> [Selected excerpt]
━━━━━━━━

What if we don't have decay? Just add in a constant times $\kappa$:
Corollary Suppose $\log g$ satisfies the conditions of Plemelj's theorem. Then $$ \Phi(z) = \kappa(z) \CC_\R\br[{h \over \kappa_+}](z) + D \kappa(z) $$ is the unique solution to $$ \Phi_+(s) - g(s)\Phi_-(s) = h(s) \qqand \Phi(\infty) =D $$
Example Suppose $h(s) = {\I \over \I-s}$.

━━━━━━━━

> [Data extract]
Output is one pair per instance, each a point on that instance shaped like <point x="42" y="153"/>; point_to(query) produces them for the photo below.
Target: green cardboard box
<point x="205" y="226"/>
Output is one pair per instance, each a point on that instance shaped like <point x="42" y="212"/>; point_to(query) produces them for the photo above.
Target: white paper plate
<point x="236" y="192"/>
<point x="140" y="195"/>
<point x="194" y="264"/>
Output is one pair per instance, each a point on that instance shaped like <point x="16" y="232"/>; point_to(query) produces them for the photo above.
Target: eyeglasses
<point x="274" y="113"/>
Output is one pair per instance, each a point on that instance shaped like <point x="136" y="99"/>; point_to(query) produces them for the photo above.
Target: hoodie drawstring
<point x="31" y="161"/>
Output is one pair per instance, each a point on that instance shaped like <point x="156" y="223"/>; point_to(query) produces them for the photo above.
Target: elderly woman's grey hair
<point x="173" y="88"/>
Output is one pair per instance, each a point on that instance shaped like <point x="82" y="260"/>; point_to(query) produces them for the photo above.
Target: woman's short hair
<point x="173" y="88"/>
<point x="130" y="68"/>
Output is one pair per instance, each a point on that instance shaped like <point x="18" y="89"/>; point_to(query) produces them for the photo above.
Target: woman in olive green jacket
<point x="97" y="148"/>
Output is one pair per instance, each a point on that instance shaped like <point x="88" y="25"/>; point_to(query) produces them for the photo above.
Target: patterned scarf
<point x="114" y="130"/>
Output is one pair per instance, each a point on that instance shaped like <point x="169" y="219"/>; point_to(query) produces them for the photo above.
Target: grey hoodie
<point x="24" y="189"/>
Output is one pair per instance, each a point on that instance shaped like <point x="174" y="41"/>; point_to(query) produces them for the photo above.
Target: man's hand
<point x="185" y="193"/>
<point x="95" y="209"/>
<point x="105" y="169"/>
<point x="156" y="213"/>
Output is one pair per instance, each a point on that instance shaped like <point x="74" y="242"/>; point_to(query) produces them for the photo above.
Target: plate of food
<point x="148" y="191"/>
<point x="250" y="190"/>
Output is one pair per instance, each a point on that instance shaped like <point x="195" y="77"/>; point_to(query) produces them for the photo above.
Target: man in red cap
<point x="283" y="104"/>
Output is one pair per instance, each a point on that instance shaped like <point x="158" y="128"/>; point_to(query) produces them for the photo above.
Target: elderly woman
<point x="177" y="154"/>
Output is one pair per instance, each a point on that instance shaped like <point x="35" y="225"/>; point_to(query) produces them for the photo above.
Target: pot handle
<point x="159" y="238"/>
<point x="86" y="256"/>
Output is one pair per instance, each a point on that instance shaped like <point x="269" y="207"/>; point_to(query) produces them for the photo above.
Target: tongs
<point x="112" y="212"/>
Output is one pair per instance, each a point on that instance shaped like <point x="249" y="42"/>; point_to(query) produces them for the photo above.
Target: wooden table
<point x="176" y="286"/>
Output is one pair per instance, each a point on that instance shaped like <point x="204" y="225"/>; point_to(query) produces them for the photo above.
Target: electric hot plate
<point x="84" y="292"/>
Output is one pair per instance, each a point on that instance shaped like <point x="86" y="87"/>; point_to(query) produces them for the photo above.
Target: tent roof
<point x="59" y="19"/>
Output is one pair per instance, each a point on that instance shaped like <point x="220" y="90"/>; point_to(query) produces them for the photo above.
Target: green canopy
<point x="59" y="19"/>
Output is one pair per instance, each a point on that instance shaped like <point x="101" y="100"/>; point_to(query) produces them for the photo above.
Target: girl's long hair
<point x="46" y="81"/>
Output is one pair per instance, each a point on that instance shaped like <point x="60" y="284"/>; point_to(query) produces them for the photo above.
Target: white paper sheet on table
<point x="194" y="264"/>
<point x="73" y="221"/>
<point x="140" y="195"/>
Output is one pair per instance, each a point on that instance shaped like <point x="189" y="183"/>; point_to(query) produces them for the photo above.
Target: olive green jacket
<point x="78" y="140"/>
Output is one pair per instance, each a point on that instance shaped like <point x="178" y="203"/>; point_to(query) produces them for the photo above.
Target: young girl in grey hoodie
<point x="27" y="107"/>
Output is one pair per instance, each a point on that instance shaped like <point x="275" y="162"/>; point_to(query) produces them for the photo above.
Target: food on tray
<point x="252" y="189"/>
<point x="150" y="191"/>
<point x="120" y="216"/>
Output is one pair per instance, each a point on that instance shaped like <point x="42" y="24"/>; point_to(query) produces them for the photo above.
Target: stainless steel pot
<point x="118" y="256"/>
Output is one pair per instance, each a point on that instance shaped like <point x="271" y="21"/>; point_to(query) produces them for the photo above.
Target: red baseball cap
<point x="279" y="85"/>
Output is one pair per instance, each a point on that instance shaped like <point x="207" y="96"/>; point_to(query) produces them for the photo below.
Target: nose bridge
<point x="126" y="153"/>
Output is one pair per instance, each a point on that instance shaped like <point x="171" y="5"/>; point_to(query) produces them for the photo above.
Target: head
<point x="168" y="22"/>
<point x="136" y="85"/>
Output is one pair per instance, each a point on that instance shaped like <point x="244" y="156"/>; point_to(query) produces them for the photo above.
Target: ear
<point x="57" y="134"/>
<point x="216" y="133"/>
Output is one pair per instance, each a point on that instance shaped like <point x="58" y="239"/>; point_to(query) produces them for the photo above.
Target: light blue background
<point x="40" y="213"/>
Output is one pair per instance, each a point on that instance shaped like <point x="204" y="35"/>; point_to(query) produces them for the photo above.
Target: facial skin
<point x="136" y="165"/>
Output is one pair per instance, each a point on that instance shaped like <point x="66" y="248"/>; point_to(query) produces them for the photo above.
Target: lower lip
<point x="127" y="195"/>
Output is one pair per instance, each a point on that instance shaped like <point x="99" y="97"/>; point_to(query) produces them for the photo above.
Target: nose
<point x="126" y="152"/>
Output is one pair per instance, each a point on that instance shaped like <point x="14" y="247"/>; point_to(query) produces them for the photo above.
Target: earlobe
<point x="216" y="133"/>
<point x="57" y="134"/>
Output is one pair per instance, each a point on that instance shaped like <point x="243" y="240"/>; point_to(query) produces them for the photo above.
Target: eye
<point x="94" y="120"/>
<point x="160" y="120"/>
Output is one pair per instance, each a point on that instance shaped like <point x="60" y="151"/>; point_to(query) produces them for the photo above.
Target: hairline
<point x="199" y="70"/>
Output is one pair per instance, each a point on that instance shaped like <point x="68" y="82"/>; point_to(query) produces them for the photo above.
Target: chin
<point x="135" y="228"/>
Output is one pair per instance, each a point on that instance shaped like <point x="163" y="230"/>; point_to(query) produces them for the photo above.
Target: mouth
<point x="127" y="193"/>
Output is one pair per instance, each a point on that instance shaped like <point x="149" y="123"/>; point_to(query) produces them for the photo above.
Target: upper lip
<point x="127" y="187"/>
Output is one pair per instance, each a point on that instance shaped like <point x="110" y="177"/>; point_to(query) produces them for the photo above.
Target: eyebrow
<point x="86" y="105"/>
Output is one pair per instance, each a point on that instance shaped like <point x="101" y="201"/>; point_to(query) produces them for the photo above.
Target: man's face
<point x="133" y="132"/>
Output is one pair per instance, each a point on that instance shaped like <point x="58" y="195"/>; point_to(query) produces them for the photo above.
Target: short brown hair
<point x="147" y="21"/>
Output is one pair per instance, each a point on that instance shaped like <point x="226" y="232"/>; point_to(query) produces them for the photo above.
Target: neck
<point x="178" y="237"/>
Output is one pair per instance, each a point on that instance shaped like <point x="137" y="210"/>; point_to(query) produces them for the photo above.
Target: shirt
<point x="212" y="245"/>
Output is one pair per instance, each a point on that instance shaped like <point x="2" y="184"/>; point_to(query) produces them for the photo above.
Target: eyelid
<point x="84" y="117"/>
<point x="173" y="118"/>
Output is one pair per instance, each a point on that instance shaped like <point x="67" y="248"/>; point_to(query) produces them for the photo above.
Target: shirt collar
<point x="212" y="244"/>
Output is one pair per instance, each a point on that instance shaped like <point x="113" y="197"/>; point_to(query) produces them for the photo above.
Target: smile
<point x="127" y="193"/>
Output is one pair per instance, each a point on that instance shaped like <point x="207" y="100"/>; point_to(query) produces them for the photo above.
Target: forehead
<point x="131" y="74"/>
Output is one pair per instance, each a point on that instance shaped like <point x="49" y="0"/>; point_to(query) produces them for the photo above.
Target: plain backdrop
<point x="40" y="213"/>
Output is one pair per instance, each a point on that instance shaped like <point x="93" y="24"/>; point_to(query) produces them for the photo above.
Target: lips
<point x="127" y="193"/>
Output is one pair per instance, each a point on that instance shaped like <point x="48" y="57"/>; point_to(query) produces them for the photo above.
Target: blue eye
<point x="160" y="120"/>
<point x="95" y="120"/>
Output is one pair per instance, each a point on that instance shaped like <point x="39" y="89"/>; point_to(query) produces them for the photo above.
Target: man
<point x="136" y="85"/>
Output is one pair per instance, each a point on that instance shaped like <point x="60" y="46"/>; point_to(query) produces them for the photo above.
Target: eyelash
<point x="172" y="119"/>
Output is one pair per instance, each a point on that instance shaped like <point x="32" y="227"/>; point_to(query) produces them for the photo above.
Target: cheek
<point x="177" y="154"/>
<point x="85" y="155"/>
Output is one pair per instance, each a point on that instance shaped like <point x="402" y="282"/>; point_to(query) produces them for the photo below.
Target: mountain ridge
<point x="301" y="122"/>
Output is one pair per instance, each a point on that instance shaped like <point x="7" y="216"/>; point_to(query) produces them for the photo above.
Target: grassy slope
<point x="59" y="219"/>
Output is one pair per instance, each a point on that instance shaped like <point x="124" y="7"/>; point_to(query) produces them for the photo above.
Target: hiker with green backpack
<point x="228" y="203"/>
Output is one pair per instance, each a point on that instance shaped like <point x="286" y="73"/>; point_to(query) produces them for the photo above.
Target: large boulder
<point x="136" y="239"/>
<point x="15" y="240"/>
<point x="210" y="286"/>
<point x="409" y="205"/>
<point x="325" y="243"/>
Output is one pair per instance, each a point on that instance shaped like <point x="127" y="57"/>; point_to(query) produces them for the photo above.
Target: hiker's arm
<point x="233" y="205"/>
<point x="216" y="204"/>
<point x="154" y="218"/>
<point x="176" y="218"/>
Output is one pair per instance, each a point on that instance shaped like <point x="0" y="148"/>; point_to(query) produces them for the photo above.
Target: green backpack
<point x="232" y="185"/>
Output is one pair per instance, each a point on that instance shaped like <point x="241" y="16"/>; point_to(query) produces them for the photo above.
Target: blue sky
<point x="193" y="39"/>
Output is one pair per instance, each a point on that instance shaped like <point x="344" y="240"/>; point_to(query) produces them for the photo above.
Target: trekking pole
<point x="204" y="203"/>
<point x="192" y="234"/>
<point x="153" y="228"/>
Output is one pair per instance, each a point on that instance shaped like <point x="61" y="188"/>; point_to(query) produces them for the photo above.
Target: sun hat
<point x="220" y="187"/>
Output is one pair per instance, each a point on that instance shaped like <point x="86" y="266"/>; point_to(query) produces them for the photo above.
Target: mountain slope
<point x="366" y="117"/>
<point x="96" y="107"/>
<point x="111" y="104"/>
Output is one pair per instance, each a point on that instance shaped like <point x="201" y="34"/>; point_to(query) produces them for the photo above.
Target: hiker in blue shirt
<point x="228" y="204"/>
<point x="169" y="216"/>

━━━━━━━━

> [Aim of the task]
Rewrite the paragraph in the excerpt above that begins "Corollary Suppose" as a short list, keeping its main facts.

> [Written solution]
- Condition: $\log g$ meets the conditions of Plemelj's theorem.
- Solution: $\Phi(z) = \kappa(z) \CC_\R\br[{h \over \kappa_+}](z) + D \kappa(z)$.
- This is the unique solution to $\Phi_+(s) - g(s)\Phi_-(s) = h(s)$ with $\Phi(\infty) = D$.